> _자료 목록_
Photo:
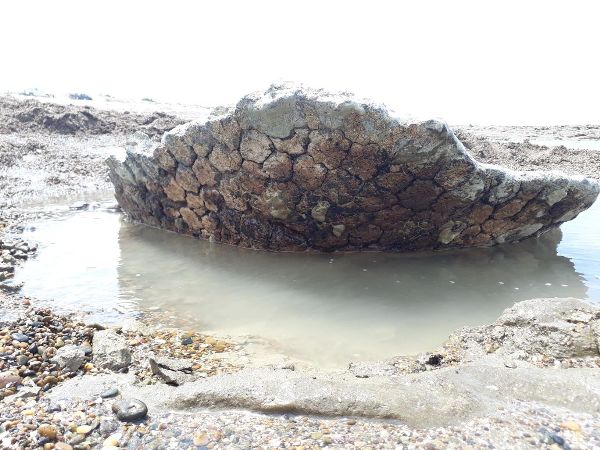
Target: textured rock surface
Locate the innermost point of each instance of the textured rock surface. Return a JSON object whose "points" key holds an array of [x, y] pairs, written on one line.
{"points": [[293, 169], [110, 350], [69, 357], [536, 329]]}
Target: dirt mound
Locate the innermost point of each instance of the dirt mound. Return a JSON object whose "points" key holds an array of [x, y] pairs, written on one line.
{"points": [[528, 156], [34, 116]]}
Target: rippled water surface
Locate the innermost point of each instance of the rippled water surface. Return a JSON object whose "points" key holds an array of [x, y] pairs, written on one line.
{"points": [[324, 308]]}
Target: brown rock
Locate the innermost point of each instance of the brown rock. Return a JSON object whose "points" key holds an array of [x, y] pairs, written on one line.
{"points": [[328, 147], [510, 209], [480, 213], [255, 146], [174, 191], [363, 160], [191, 219], [278, 166], [224, 159], [296, 145], [205, 173], [186, 179], [194, 201], [307, 173], [420, 195], [395, 180]]}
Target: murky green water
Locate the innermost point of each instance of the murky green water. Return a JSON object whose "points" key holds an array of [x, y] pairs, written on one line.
{"points": [[325, 308]]}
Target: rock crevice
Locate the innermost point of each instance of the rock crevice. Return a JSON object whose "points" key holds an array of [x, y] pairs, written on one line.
{"points": [[296, 169]]}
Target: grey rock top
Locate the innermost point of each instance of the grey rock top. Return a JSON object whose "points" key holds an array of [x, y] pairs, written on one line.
{"points": [[296, 169]]}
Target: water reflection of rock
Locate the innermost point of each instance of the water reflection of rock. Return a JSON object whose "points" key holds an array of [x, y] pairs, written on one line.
{"points": [[369, 304]]}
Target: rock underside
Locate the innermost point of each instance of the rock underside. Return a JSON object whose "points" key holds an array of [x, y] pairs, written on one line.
{"points": [[295, 169]]}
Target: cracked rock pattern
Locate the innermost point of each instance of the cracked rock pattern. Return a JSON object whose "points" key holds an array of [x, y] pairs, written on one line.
{"points": [[295, 169]]}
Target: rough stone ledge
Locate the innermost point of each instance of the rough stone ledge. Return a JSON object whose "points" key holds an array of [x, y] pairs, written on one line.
{"points": [[295, 169]]}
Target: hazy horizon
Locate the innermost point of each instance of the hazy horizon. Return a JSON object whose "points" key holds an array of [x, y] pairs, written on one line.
{"points": [[512, 63]]}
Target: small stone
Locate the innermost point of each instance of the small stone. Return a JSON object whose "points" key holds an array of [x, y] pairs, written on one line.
{"points": [[128, 410], [7, 378], [110, 350], [111, 441], [47, 431], [111, 392], [69, 357], [20, 337], [200, 439], [571, 426], [83, 429]]}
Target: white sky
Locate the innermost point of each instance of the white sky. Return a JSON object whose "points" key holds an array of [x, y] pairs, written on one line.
{"points": [[510, 62]]}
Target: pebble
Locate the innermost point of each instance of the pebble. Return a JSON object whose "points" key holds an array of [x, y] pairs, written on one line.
{"points": [[128, 410], [83, 429], [62, 446], [111, 441], [111, 392], [200, 439], [20, 337], [571, 426], [47, 431]]}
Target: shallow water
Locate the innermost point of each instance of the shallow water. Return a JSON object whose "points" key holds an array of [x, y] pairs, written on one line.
{"points": [[327, 309], [576, 144]]}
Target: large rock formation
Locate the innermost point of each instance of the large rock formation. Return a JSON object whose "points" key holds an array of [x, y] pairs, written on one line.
{"points": [[295, 169]]}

> _과제_
위 자료 전체를 한 줄씩 "번호"와 "줄" 두 열로 된 마크다운 표에 옮겨 넣으세요. 빈 줄과 사진은 표에 넣지 마세요.

> _전체 풀이_
| 번호 | 줄 |
|---|---|
| 1 | Photo: |
| 2 | Target: textured rock surface |
| 3 | Locate the innermost point of each instance of the textured rock surface. Return a JSON object whose "points" key holds an array of [x, y] pairs, written on one line. |
| 4 | {"points": [[293, 169], [110, 350], [69, 357], [536, 329]]} |
| 5 | Target: dirt mound |
| 6 | Locate the innermost point of each instance of the dirt mound. Return a JSON object whose "points" key holds an array of [x, y] pairs, written on one line. |
| 7 | {"points": [[528, 156], [34, 116]]} |
| 8 | Target: rippled water surface |
| 9 | Locate the innermost point of each instance of the rippled water surface. Return a JSON object whose "points" key holds an array of [x, y] pairs, written on one line. |
| 10 | {"points": [[324, 308]]} |
| 11 | Target: brown rock |
| 12 | Locate the innermost point of each instance of the brown rock. Return a JSON object whose "points" key holds an array of [x, y] pairs, written on one line. |
| 13 | {"points": [[328, 147], [510, 209], [480, 213], [255, 146], [174, 191], [363, 160], [191, 219], [278, 166], [224, 159], [296, 145], [205, 173], [186, 179], [194, 201], [307, 173], [420, 195], [395, 180]]} |
| 14 | Target: murky green water |
| 15 | Locate the innermost point of each instance of the murky green water. Return a JSON object whose "points" key holds an array of [x, y] pairs, written on one line. |
| 16 | {"points": [[325, 308]]} |
| 17 | Target: rock crevice |
| 18 | Locate the innermost point of each instance of the rock crevice. Return a JSON object whose "points" key holds an array of [x, y] pairs, written on one line. |
| 19 | {"points": [[296, 169]]} |
| 20 | Target: grey rock top |
| 21 | Locate the innermost point of each instance of the grey rock top. Return a JSON object whose "points" key holds an array of [x, y] pairs, written on one line. |
| 22 | {"points": [[296, 169]]} |
| 23 | Target: water reflection of rock |
| 24 | Locate the innermost point of each instance of the water reflection of rock. Return a JSON object whose "points" key holds an array of [x, y] pairs, written on one line. |
| 25 | {"points": [[369, 304]]} |
| 26 | Target: rock underside |
| 27 | Locate the innermost point of each instance of the rock underside. Return a JSON object whose "points" key holds an array of [x, y] pairs, written on one line. |
| 28 | {"points": [[295, 169]]} |
| 29 | Target: cracked rock pattern |
| 30 | Locate the innermost point of each instance of the cracked rock pattern. Return a JSON object whose "points" key holds an array of [x, y] pairs, written on one line. |
| 31 | {"points": [[295, 169]]} |
| 32 | Target: rough stone ledge |
| 33 | Locate the innermost point of each instance of the rough stone ledge. Return a JSON object whose "points" key holds an array of [x, y] pairs, written on one line. |
| 34 | {"points": [[295, 169]]} |
| 35 | Target: hazy horizon |
| 36 | Locate the innermost point of each instance of the hazy horizon. Return a JSON object whose "points" key holds an array of [x, y] pairs, written on one line. |
| 37 | {"points": [[512, 63]]} |
| 38 | Target: small stone |
| 39 | Locate the innermost point of each instance of the small stone. Return a JSON object whose "points" key holds an array of [x, y] pairs, written on one line. |
| 40 | {"points": [[128, 410], [7, 378], [110, 350], [111, 441], [47, 431], [111, 392], [69, 357], [20, 337], [200, 439], [571, 426], [83, 429]]} |
| 41 | Target: white sky |
| 42 | Locate the innermost point of each instance of the white sky. Return a JSON object whose "points" key holds an array of [x, y] pairs, written on one line. |
| 43 | {"points": [[510, 62]]} |
| 44 | Target: pebble |
| 45 | Locate the innermost point of each instance of the pebble. Return a JSON object whose "points" key holds an array of [x, y] pairs, written on one line. |
| 46 | {"points": [[128, 410], [83, 429], [62, 446], [111, 441], [111, 392], [200, 439], [20, 337], [571, 426], [47, 431]]} |
| 47 | Target: shallow water |
| 48 | Locate the innermost point of each instance of the shallow water. Return a JSON object whose "points" key holds an array of [x, y] pairs, written on one line. |
| 49 | {"points": [[327, 309], [576, 144]]} |
| 50 | Target: large rock formation |
| 51 | Locate the innermost point of each instance of the large rock formation. Return a JSON object whose "points" key holds an array of [x, y] pairs, written on one line. |
| 52 | {"points": [[295, 169]]} |